[Dataset excerpt]
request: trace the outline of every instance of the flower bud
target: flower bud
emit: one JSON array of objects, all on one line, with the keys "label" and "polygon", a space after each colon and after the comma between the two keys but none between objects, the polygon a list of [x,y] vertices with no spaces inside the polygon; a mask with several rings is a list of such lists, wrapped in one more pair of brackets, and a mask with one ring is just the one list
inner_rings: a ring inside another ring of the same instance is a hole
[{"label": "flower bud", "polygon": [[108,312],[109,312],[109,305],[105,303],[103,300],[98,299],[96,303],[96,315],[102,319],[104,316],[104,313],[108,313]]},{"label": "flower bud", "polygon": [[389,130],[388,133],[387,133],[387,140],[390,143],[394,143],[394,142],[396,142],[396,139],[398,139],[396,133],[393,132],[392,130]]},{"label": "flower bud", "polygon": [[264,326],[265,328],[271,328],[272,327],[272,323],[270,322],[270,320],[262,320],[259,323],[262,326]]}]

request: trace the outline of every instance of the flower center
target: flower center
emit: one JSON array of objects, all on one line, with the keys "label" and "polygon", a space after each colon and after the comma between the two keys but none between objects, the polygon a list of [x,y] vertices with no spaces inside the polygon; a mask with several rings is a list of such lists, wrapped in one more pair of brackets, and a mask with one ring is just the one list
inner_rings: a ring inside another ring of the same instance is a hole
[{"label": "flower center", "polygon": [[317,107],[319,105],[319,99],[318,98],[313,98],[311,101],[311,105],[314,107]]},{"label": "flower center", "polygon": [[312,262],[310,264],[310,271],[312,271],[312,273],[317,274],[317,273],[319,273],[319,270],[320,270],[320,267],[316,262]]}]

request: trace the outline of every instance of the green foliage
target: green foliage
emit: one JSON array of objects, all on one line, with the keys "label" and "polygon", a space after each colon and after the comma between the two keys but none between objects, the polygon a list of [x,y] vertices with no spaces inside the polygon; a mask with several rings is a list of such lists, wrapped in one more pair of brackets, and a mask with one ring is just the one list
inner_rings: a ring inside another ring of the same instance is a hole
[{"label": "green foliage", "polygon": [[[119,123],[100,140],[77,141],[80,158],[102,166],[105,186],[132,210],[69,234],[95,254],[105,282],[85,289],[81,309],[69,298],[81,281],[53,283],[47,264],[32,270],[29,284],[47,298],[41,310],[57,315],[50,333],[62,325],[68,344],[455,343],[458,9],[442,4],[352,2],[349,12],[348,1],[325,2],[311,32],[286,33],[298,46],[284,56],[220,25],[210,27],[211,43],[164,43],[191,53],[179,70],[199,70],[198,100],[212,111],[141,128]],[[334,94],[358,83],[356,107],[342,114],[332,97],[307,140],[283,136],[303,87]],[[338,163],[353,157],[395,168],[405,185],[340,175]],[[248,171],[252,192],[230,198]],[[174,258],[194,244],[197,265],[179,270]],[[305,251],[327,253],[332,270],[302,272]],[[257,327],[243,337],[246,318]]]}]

= SET TASK =
Show every line of the Dataset excerpt that contains the word "center".

= SOLUTION FOR THIS PROBLEM =
request: trace the outline of every instance of the flower center
target: flower center
[{"label": "flower center", "polygon": [[317,107],[319,105],[319,99],[318,98],[313,98],[311,101],[311,105],[314,107]]},{"label": "flower center", "polygon": [[312,262],[310,264],[310,271],[312,271],[312,273],[317,274],[317,273],[319,273],[319,270],[320,270],[320,267],[316,262]]}]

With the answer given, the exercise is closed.